Point-labeling listing:
========================================

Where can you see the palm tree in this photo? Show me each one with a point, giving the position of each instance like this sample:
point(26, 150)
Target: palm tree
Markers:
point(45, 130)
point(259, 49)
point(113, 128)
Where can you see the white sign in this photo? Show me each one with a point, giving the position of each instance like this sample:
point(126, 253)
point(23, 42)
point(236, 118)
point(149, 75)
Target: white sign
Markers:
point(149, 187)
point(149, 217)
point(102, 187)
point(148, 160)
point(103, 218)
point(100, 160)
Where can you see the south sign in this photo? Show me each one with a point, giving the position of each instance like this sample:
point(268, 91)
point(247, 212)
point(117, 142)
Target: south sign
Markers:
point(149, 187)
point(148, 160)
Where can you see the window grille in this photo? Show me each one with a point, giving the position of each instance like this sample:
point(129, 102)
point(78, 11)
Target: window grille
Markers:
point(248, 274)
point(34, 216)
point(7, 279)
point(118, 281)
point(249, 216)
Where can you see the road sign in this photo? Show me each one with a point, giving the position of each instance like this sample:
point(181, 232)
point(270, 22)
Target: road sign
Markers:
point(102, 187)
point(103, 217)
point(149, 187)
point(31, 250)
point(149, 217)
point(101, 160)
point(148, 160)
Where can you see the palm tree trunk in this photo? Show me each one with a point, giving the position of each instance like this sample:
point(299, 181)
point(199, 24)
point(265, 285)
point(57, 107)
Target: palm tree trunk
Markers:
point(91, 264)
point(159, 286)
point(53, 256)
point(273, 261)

========================================

Rename "Markers" to "Points" everywhere in the listing above, and reproduce the listing with every other line unchanged.

Where can you see the palm tree in this photo? Show me each one with a point, giving the position of each instance like this sample:
point(26, 150)
Target: palm tree
Points:
point(45, 130)
point(259, 49)
point(113, 128)
Where can you see the white sign in this photo? Show me each one with a point, giving the position of each instance like this sample:
point(126, 253)
point(23, 42)
point(236, 118)
point(149, 75)
Target: white sign
Points:
point(149, 187)
point(149, 217)
point(102, 187)
point(148, 160)
point(103, 218)
point(100, 160)
Where can you see the south sign in this photo? Show me each one with a point, giving the position of each instance like this sample:
point(268, 91)
point(247, 212)
point(117, 142)
Target: south sign
Points:
point(149, 187)
point(148, 160)
Where can you see the window grille in this photo? Show me each one with a point, giving the position of each instance like this sample:
point(129, 102)
point(78, 11)
Target: window grille
Points:
point(248, 274)
point(34, 216)
point(7, 279)
point(118, 281)
point(249, 216)
Where can you see the road sign in this photo? Show me each one with a point, giving the position of each instance like this sample:
point(181, 232)
point(270, 22)
Target: road sign
Points:
point(102, 187)
point(103, 217)
point(149, 187)
point(31, 250)
point(149, 217)
point(101, 160)
point(148, 160)
Where can you see the palm tree trunk in this photo? Show me each one with a point, giving the position of each instance like this sample:
point(299, 181)
point(199, 24)
point(265, 285)
point(57, 107)
Target: palm tree trunk
Points:
point(91, 264)
point(159, 286)
point(53, 256)
point(273, 261)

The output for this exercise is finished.